Brief: Would you restate the entries below exactly, keeping every line?

Provided records:
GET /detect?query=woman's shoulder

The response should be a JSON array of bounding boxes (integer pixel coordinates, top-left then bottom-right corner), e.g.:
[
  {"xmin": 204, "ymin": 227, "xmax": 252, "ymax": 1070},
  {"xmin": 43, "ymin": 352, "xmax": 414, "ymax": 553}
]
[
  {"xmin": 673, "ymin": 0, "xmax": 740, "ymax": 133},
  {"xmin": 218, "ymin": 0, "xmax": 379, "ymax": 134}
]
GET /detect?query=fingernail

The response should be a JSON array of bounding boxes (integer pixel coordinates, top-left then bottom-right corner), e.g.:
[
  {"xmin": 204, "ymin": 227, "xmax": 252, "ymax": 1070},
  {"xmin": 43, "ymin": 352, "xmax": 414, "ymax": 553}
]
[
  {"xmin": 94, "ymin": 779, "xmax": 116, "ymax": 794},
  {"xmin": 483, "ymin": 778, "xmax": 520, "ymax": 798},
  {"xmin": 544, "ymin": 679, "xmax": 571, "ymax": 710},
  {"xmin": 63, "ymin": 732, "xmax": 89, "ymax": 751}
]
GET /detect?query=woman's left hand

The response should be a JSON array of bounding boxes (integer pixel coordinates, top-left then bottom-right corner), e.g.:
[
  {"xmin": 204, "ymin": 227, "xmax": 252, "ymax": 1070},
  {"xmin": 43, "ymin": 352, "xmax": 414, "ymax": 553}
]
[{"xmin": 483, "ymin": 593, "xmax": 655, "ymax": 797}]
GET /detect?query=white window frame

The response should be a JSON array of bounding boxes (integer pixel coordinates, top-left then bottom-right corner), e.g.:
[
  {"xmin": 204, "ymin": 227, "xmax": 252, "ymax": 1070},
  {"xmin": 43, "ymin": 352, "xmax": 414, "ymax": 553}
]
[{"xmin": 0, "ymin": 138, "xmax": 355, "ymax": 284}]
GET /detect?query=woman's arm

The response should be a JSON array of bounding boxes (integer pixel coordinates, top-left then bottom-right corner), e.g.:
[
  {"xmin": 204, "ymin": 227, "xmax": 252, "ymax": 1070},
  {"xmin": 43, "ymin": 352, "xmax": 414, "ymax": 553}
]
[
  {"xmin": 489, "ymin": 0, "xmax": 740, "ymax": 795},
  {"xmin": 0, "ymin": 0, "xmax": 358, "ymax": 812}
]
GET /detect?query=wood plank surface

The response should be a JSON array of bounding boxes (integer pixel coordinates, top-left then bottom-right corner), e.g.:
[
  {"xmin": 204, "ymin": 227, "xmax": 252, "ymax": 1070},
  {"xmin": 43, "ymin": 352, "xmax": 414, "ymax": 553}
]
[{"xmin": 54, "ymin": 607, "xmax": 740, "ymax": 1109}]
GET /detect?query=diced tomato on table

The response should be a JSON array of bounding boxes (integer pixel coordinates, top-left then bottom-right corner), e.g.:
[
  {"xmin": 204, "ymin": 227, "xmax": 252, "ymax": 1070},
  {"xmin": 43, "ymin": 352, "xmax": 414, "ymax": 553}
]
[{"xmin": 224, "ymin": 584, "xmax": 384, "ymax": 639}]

Answer to the exercise:
GET /detect?query=woman's shoulder

The response should be a JSON array of bounding boxes (integer pixel coordinates, top-left then bottom-right corner), e.g.:
[
  {"xmin": 204, "ymin": 227, "xmax": 252, "ymax": 1070},
  {"xmin": 43, "ymin": 352, "xmax": 414, "ymax": 553}
]
[
  {"xmin": 673, "ymin": 0, "xmax": 740, "ymax": 133},
  {"xmin": 218, "ymin": 0, "xmax": 379, "ymax": 134}
]
GET /detect?query=fingernail

The response should be a JSON array of bounding boxes (integer pixel coordinates, top-left then bottom-right corner), e.g.:
[
  {"xmin": 204, "ymin": 227, "xmax": 252, "ymax": 1070},
  {"xmin": 43, "ymin": 352, "xmax": 414, "ymax": 553}
]
[
  {"xmin": 94, "ymin": 779, "xmax": 116, "ymax": 794},
  {"xmin": 483, "ymin": 778, "xmax": 520, "ymax": 798},
  {"xmin": 544, "ymin": 679, "xmax": 571, "ymax": 710},
  {"xmin": 63, "ymin": 732, "xmax": 89, "ymax": 751}
]
GET /detect?query=woman's left hand

The response should be a JSON array of bounding boxes (integer pixel coordinates, top-left then bottom-right corner), e.g.:
[
  {"xmin": 204, "ymin": 227, "xmax": 252, "ymax": 1070},
  {"xmin": 43, "ymin": 352, "xmax": 414, "ymax": 553}
]
[{"xmin": 483, "ymin": 593, "xmax": 655, "ymax": 797}]
GET /detect?query=white window frame

The response should be a JSON array of bounding boxes (integer pixel coordinates, top-left then bottom-right corner), e.g.:
[
  {"xmin": 204, "ymin": 227, "xmax": 252, "ymax": 1070},
  {"xmin": 43, "ymin": 352, "xmax": 414, "ymax": 553}
]
[{"xmin": 0, "ymin": 138, "xmax": 355, "ymax": 284}]
GET /detect?query=woman's arm

The response should be a JSON array of bounding boxes (integer pixel coordinates, top-left then bottom-right corner), e.g.:
[
  {"xmin": 204, "ymin": 227, "xmax": 252, "ymax": 1070},
  {"xmin": 43, "ymin": 352, "xmax": 414, "ymax": 553}
]
[
  {"xmin": 489, "ymin": 0, "xmax": 740, "ymax": 795},
  {"xmin": 0, "ymin": 0, "xmax": 358, "ymax": 812}
]
GET /detect?query=wood plank surface

The response should be a JSON array of bounding boxes (integer pixel coordinates, top-left then bottom-right corner), e.g.:
[
  {"xmin": 204, "ymin": 227, "xmax": 252, "ymax": 1070},
  {"xmin": 43, "ymin": 352, "xmax": 414, "ymax": 553}
]
[{"xmin": 54, "ymin": 607, "xmax": 740, "ymax": 1109}]
GET /detect?query=diced tomato on table

The response should be a JSON array of bounding boxes (integer pixel coordinates, top-left then bottom-right corner), e.g.:
[
  {"xmin": 204, "ymin": 227, "xmax": 252, "ymax": 1070},
  {"xmin": 43, "ymin": 352, "xmax": 414, "ymax": 553}
]
[{"xmin": 224, "ymin": 584, "xmax": 384, "ymax": 639}]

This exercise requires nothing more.